English archbishop, academic, and philosopher (1787–1863)

Richard Whately (1 February 1787 – 8 October 1863) was an English academic, rhetorician, logician, philosopher, economist, and theologian who also served as a reforming Church of Ireland Archbishop of Dublin. He was a leading Broad Churchman, a prolific and combative author over a wide range of topics, a flamboyant character, and one of the first reviewers to recognise the talents of Jane Austen.

==Early life and education==
Whately was born in London, the son of the Rev. Dr. Joseph Whately (1730–1797). He was educated at a private school near Bristol, and at Oriel College, Oxford, from 1805. He obtained a B.A. in 1808, with double second-class honours, and the prize for the English essay in 1810; in 1811, he was elected Fellow of Oriel, and in 1814 took holy orders. After graduation he acted as a private tutor, in particular to Nassau William Senior who became a close friend, and to Samuel Hinds.

==Career==
===University of Oxford===
In 1825, Whately was appointed principal of St. Alban Hall at the University of Oxford, a position obtained for him by his mentor Edward Copleston, who wanted to raise the notoriously low academic standards at the Hall, which was also a target for expansion by Oriel.

Whately returned to the University of Oxford, where he had seen the social impact of unemployment on the city and region.

A reformer, Whately was initially on friendly terms with John Henry Newman. They fell out over Robert Peel's candidacy for the Oxford University seat in Parliament.

In 1829, Whately was elected as Drummond Professor of Political Economy at Oxford in succession to Nassau William Senior. His tenure of office was cut short by his appointment to the archbishopric of Dublin in 1831. He published only one course of Introductory Lectures in two editions (1831 & 1832).

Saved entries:
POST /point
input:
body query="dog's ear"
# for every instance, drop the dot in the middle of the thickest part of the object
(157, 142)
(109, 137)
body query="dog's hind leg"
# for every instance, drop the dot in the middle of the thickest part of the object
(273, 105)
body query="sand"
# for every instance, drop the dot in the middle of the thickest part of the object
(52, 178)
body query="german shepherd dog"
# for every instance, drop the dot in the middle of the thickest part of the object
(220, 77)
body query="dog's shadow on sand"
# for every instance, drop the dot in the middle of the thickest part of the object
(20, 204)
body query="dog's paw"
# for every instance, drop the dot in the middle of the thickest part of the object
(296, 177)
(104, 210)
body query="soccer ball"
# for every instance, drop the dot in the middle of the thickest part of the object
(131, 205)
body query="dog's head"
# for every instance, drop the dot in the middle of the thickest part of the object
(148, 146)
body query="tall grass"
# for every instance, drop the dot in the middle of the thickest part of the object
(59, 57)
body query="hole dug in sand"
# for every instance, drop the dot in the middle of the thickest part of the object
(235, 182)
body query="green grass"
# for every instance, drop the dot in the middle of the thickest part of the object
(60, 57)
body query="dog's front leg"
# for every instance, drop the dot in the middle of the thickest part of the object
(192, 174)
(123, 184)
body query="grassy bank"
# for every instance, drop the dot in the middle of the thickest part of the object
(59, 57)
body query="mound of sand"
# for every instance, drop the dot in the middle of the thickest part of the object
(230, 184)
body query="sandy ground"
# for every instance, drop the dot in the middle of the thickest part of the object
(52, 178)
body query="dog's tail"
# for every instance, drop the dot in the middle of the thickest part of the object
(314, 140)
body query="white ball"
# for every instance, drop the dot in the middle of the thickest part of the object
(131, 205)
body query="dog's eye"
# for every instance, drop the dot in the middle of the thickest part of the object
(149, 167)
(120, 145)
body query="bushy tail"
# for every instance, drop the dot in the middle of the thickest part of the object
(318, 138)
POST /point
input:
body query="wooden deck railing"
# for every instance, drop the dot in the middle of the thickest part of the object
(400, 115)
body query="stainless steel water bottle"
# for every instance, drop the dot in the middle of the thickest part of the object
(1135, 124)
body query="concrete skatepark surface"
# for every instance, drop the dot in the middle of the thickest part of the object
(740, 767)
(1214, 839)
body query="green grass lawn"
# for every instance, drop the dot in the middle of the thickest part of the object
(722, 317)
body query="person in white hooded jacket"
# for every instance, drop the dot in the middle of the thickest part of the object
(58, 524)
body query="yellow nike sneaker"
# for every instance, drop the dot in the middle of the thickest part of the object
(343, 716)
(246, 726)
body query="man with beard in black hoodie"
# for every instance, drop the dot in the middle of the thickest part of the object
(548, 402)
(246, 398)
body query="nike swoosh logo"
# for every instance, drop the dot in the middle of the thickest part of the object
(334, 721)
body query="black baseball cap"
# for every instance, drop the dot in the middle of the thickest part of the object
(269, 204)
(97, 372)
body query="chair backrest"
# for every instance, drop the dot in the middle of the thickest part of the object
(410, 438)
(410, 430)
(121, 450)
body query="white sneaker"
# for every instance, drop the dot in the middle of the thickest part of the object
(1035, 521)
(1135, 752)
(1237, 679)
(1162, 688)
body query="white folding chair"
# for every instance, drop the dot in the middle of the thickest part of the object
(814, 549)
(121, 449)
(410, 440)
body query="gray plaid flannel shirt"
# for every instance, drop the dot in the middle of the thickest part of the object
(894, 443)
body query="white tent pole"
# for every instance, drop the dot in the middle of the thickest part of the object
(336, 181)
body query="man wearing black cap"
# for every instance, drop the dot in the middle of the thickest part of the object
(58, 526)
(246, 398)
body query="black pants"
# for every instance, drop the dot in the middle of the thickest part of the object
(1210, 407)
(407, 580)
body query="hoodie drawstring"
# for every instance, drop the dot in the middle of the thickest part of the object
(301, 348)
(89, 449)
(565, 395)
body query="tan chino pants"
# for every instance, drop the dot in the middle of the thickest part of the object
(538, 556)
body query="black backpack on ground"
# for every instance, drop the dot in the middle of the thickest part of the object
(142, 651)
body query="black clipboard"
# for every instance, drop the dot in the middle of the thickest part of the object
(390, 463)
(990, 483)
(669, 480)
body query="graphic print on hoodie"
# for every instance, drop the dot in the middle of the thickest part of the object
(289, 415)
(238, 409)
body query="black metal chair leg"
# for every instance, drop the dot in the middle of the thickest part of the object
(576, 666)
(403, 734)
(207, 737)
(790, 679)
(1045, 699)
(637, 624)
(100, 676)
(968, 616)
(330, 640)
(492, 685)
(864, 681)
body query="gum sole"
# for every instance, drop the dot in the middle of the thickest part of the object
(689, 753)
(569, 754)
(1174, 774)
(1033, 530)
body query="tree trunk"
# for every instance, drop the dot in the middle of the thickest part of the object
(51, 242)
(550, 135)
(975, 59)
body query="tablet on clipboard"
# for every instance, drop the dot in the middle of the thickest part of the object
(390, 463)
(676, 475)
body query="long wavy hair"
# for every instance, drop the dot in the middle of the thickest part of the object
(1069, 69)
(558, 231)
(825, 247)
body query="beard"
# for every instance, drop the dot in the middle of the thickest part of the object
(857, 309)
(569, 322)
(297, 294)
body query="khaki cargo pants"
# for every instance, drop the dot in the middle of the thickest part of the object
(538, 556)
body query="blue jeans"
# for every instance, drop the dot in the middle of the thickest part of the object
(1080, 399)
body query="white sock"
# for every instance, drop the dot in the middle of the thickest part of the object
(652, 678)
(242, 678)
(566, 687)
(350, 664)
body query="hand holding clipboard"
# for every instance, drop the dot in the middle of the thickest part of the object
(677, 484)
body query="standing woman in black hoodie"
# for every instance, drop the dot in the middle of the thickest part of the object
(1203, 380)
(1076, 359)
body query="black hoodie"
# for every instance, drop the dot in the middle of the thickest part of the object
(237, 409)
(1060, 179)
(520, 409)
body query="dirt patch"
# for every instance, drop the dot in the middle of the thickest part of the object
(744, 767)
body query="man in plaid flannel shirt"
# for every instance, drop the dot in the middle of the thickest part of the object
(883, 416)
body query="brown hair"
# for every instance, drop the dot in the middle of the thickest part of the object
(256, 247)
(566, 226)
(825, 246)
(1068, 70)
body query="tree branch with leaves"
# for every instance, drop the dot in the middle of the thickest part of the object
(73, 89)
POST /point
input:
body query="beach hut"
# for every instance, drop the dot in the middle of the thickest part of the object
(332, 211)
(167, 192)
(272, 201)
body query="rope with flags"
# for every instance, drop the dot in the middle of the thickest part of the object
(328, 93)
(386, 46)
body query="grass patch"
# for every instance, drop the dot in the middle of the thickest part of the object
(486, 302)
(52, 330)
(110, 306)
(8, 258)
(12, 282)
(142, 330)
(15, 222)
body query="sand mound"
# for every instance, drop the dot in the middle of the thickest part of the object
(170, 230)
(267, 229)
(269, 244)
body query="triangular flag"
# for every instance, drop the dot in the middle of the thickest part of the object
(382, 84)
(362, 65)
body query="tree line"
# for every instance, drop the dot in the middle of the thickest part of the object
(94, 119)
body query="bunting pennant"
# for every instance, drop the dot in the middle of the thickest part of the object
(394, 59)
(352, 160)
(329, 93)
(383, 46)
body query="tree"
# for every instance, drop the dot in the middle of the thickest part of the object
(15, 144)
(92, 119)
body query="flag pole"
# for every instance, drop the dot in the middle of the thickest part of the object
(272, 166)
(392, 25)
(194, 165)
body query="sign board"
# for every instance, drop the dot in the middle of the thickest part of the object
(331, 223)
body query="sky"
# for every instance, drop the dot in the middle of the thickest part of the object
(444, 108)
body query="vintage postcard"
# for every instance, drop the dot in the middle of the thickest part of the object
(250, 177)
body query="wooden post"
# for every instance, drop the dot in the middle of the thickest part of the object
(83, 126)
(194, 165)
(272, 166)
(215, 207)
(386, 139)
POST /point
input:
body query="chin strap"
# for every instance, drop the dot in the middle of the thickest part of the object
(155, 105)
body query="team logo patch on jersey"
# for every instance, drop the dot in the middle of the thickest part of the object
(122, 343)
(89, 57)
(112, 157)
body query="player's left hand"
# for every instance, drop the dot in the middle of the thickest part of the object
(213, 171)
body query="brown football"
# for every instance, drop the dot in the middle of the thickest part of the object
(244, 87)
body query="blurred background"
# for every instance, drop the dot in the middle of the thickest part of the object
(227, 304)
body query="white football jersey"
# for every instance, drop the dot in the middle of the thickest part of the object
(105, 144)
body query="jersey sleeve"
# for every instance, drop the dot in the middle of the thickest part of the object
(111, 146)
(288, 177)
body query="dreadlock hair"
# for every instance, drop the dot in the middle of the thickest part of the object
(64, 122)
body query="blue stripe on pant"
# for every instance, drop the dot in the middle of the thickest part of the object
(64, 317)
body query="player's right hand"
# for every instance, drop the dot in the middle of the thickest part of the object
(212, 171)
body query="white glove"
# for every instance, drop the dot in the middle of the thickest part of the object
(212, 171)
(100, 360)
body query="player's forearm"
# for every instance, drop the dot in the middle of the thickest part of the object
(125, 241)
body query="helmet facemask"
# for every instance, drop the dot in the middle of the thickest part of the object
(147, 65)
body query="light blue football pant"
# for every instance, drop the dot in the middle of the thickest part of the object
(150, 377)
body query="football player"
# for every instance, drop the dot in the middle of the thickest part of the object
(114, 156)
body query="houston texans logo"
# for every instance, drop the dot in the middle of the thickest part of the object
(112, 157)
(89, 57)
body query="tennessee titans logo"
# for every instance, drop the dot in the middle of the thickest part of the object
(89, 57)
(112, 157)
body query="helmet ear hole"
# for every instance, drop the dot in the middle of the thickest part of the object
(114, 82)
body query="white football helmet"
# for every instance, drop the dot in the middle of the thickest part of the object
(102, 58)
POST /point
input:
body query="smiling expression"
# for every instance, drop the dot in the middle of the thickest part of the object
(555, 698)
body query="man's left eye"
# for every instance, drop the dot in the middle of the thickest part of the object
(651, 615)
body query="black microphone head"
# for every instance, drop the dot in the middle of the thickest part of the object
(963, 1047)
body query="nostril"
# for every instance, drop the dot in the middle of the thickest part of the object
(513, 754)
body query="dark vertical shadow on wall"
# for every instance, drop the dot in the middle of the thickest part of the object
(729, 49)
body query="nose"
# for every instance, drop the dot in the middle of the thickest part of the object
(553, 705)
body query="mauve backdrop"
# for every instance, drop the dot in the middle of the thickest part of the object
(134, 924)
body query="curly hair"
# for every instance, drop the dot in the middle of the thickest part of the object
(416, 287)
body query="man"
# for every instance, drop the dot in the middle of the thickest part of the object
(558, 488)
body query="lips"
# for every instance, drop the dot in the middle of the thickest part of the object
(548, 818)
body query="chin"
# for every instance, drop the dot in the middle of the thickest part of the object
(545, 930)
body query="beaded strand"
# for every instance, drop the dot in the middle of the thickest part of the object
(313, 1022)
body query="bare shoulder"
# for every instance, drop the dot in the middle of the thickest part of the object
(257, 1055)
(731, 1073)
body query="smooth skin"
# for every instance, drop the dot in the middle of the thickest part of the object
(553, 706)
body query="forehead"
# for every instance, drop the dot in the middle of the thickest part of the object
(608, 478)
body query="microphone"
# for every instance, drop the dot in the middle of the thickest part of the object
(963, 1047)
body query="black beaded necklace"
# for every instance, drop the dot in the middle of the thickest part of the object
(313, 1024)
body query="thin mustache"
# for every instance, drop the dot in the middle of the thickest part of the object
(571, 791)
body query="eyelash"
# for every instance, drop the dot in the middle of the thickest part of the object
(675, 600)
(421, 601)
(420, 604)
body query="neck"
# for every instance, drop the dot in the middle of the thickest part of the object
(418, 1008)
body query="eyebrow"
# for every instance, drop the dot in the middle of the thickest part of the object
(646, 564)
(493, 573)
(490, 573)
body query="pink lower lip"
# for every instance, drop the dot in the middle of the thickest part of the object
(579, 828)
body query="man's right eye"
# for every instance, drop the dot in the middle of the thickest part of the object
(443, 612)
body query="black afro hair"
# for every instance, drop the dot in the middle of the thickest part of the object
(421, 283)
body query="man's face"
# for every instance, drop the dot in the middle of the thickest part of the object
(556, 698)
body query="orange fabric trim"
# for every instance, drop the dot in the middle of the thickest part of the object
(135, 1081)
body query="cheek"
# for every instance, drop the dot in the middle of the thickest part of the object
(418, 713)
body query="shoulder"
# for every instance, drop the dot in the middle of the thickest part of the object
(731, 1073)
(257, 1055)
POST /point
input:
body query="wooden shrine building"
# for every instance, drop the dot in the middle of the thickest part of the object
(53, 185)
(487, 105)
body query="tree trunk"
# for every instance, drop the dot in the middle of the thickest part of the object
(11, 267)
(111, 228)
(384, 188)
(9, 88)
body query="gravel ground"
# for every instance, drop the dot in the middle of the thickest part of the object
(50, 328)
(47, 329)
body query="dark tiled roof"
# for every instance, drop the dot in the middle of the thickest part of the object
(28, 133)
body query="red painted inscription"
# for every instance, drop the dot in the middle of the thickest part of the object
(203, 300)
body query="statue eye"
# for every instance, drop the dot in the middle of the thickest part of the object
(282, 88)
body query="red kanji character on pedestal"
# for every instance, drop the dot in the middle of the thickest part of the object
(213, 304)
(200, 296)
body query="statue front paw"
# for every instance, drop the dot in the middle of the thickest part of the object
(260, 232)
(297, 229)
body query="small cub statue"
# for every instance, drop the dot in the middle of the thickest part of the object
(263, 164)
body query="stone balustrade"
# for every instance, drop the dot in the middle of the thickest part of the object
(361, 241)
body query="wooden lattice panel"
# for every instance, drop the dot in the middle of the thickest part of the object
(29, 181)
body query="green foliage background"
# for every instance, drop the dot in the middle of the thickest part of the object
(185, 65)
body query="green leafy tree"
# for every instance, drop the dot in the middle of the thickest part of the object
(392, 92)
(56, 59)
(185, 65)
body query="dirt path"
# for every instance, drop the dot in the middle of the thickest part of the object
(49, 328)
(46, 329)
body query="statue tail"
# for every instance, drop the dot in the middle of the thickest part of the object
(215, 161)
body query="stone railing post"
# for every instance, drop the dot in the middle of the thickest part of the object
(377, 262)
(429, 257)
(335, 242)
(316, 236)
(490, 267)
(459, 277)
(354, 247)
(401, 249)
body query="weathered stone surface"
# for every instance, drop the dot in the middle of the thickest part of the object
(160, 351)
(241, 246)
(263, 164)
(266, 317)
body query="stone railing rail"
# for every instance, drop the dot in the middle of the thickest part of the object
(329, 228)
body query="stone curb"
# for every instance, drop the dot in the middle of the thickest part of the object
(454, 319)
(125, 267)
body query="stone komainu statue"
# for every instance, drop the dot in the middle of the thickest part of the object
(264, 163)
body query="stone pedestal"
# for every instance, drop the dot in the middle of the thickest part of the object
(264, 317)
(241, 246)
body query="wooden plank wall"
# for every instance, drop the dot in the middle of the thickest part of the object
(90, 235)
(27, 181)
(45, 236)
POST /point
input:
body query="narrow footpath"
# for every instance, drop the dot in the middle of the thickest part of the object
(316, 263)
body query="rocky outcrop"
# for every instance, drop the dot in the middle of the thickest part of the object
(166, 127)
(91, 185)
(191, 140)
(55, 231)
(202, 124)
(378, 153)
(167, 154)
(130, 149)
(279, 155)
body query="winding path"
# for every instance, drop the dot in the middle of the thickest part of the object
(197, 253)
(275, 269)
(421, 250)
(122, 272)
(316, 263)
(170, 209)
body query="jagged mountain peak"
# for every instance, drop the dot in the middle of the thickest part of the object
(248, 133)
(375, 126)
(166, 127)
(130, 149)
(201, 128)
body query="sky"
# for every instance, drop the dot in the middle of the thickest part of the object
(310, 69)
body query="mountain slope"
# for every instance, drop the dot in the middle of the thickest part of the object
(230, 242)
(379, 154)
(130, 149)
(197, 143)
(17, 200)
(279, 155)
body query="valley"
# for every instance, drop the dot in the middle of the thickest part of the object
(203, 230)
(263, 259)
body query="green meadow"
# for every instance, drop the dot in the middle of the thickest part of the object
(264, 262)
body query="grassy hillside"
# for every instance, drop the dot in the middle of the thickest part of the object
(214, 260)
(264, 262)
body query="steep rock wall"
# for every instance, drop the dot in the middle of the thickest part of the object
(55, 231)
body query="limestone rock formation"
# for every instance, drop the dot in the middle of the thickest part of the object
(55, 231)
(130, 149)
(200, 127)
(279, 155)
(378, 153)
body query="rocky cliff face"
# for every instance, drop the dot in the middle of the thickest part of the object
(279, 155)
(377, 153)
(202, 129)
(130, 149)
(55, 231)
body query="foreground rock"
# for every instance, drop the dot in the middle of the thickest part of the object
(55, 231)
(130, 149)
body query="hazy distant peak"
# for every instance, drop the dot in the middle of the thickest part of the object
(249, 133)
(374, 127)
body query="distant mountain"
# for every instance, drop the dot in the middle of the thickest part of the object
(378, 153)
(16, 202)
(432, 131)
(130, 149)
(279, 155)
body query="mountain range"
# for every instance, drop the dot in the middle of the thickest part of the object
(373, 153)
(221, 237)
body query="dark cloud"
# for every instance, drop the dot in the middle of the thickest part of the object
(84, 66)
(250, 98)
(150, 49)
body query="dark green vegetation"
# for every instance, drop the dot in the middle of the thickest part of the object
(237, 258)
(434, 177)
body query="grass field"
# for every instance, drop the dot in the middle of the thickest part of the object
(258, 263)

WHAT IS EXPECTED:
According to the Richard Whately biography, in what year was he appointed principal of St. Alban Hall at the University of Oxford?

RESULT:
1825